● **Work request**
Pictures do not belong in the copy; quote every entry below exactly.

● **Point-per-instance localization data**
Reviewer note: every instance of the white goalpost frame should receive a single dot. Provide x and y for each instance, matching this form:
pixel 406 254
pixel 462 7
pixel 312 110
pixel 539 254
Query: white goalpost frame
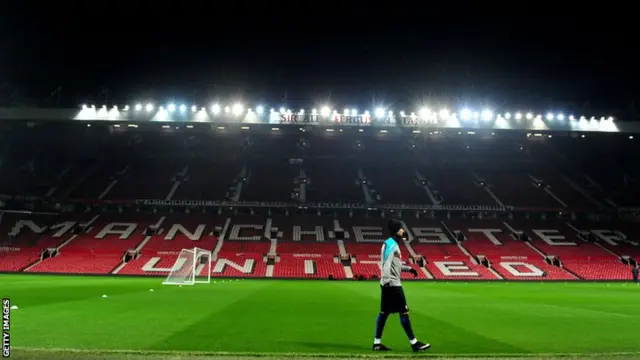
pixel 193 276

● **Response to the exercise**
Reviewer note: every instance of the white goalpost frame should receive a single dot. Provide x and y for each instance, matching this form:
pixel 406 254
pixel 462 7
pixel 312 110
pixel 539 254
Query: white goalpost frame
pixel 193 276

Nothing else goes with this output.